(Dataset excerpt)

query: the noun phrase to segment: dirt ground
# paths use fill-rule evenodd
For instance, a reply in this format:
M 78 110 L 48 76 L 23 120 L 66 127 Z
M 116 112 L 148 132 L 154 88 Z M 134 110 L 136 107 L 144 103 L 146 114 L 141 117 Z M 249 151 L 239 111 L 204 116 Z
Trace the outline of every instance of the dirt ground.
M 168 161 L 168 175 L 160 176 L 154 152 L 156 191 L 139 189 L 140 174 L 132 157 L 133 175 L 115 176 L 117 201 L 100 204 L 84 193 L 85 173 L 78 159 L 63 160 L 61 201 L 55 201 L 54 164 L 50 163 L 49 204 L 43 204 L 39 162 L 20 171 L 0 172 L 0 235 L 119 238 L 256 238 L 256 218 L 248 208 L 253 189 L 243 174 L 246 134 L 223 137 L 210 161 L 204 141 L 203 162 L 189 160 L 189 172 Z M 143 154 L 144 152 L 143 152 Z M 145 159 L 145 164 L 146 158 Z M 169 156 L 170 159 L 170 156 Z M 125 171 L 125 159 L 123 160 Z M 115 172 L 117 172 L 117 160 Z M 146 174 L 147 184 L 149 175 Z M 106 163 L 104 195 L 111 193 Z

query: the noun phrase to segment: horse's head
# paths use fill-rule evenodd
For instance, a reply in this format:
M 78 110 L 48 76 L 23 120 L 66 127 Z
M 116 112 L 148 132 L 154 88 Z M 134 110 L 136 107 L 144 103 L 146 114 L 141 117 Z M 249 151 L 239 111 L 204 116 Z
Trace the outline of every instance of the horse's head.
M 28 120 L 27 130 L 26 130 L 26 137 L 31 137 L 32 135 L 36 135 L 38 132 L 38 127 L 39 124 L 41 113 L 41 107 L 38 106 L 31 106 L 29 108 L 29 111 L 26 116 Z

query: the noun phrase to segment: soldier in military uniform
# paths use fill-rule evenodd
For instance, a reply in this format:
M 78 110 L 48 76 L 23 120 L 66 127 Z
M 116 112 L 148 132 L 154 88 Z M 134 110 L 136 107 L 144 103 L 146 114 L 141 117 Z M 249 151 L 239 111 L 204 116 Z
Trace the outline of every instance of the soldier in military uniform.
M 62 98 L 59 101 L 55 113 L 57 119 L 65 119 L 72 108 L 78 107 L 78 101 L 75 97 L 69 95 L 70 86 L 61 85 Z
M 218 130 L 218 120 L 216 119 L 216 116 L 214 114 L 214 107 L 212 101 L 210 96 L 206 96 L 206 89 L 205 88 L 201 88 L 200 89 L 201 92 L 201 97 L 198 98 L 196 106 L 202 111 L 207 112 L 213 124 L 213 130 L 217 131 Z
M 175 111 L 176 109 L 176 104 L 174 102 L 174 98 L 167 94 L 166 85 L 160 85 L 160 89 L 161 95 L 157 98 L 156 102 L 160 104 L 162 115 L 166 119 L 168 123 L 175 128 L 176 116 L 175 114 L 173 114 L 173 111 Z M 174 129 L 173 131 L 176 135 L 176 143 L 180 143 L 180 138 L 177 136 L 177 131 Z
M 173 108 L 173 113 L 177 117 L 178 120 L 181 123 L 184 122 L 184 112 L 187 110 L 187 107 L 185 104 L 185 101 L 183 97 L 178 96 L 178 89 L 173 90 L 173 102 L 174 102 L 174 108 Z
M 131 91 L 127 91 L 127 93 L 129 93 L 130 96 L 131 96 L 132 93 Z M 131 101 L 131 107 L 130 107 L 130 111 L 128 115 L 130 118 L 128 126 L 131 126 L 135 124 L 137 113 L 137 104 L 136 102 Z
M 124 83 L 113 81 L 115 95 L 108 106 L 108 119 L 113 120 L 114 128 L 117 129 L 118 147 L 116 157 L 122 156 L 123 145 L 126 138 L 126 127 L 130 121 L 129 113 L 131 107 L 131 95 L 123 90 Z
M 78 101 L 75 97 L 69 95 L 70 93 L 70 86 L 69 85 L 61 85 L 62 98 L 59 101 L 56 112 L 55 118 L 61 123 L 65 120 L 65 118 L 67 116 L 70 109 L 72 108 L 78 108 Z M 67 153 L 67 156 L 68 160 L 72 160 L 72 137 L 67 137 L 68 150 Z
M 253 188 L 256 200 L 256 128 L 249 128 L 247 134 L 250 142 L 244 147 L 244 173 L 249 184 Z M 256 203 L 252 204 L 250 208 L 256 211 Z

#### DESCRIPTION OF THE TASK
Copy out every one of the records above word for word, keeping each line unchanged and in its original order.

#### TASK ANSWER
query: the noun phrase to segment: dirt ground
# paths use fill-rule evenodd
For instance, a reply in this format:
M 78 110 L 48 76 L 23 120 L 66 127 Z
M 116 112 L 148 132 L 154 88 Z M 134 110 L 136 107 L 144 103 L 146 114 L 141 117 Z M 249 151 L 239 111 L 204 116 Z
Trace the outline of every instance of the dirt ground.
M 168 161 L 168 175 L 160 176 L 154 152 L 156 191 L 139 189 L 140 174 L 132 157 L 133 175 L 115 176 L 117 201 L 100 204 L 84 193 L 85 173 L 78 159 L 63 160 L 61 201 L 55 201 L 54 164 L 50 163 L 49 204 L 43 204 L 39 162 L 20 171 L 0 172 L 0 235 L 119 238 L 256 238 L 256 218 L 248 208 L 253 189 L 243 174 L 246 134 L 223 137 L 210 161 L 204 141 L 203 162 L 189 160 L 189 172 Z M 143 154 L 144 152 L 143 152 Z M 145 159 L 145 164 L 146 158 Z M 169 156 L 170 159 L 170 156 Z M 125 171 L 125 159 L 123 160 Z M 115 172 L 117 172 L 117 160 Z M 146 174 L 147 184 L 149 175 Z M 106 163 L 104 195 L 111 193 Z

query: the noun phrase to segment: horse's head
# paths use fill-rule evenodd
For instance, a reply in this format:
M 78 110 L 48 76 L 23 120 L 66 127 Z
M 116 112 L 148 132 L 154 88 Z M 134 110 L 136 107 L 144 103 L 146 114 L 141 117 Z M 249 151 L 239 111 L 204 116 Z
Trace the outline of every instance of the horse's head.
M 28 120 L 27 130 L 26 130 L 26 137 L 31 137 L 32 135 L 36 135 L 38 132 L 38 127 L 39 124 L 41 113 L 41 107 L 38 106 L 31 106 L 29 108 L 29 111 L 26 116 Z

query: the noun phrase to segment: soldier in military uniform
# paths use fill-rule evenodd
For instance, a reply in this format:
M 78 110 L 48 76 L 23 120 L 66 127 Z
M 116 112 L 148 132 L 154 88 Z M 134 110 L 136 107 L 144 103 L 146 114 L 141 117 Z M 249 151 L 239 111 L 204 116 Z
Trace the outline of every instance of the soldier in military uniform.
M 62 98 L 59 101 L 55 113 L 57 119 L 65 119 L 72 108 L 78 107 L 78 101 L 75 97 L 69 95 L 70 86 L 61 85 Z
M 218 130 L 218 120 L 216 119 L 216 116 L 214 114 L 214 107 L 212 101 L 210 96 L 206 96 L 206 89 L 205 88 L 201 88 L 200 89 L 201 92 L 201 97 L 198 98 L 196 106 L 202 111 L 207 112 L 213 124 L 213 130 L 217 131 Z
M 175 111 L 176 109 L 176 104 L 174 102 L 174 98 L 167 94 L 166 85 L 160 85 L 160 89 L 161 95 L 157 98 L 156 102 L 160 104 L 162 115 L 166 119 L 168 123 L 175 128 L 176 116 L 175 114 L 173 114 L 173 111 Z M 174 129 L 173 131 L 176 135 L 176 143 L 180 143 L 180 138 L 177 136 L 177 131 Z
M 173 108 L 173 113 L 177 117 L 178 120 L 181 123 L 184 122 L 184 112 L 187 110 L 187 107 L 185 104 L 185 101 L 183 97 L 178 96 L 178 89 L 173 90 L 173 102 L 174 102 L 174 108 Z
M 131 91 L 127 91 L 127 93 L 129 93 L 130 96 L 131 96 L 132 93 Z M 131 101 L 131 107 L 130 107 L 130 111 L 128 115 L 130 118 L 128 126 L 131 126 L 135 124 L 137 113 L 137 104 L 136 102 Z
M 124 83 L 113 81 L 115 95 L 108 106 L 108 119 L 113 120 L 114 128 L 117 129 L 118 147 L 116 157 L 122 156 L 123 145 L 126 138 L 126 127 L 130 121 L 129 113 L 131 107 L 131 95 L 123 90 Z
M 78 101 L 75 97 L 69 95 L 70 93 L 70 86 L 69 85 L 61 85 L 62 98 L 59 101 L 56 112 L 55 118 L 61 123 L 65 120 L 65 118 L 67 116 L 70 109 L 72 108 L 78 108 Z M 67 153 L 67 156 L 68 160 L 72 160 L 72 137 L 67 137 L 68 150 Z
M 253 188 L 256 200 L 256 128 L 249 128 L 247 134 L 250 142 L 244 147 L 244 173 L 249 184 Z M 256 203 L 252 204 L 250 208 L 256 211 Z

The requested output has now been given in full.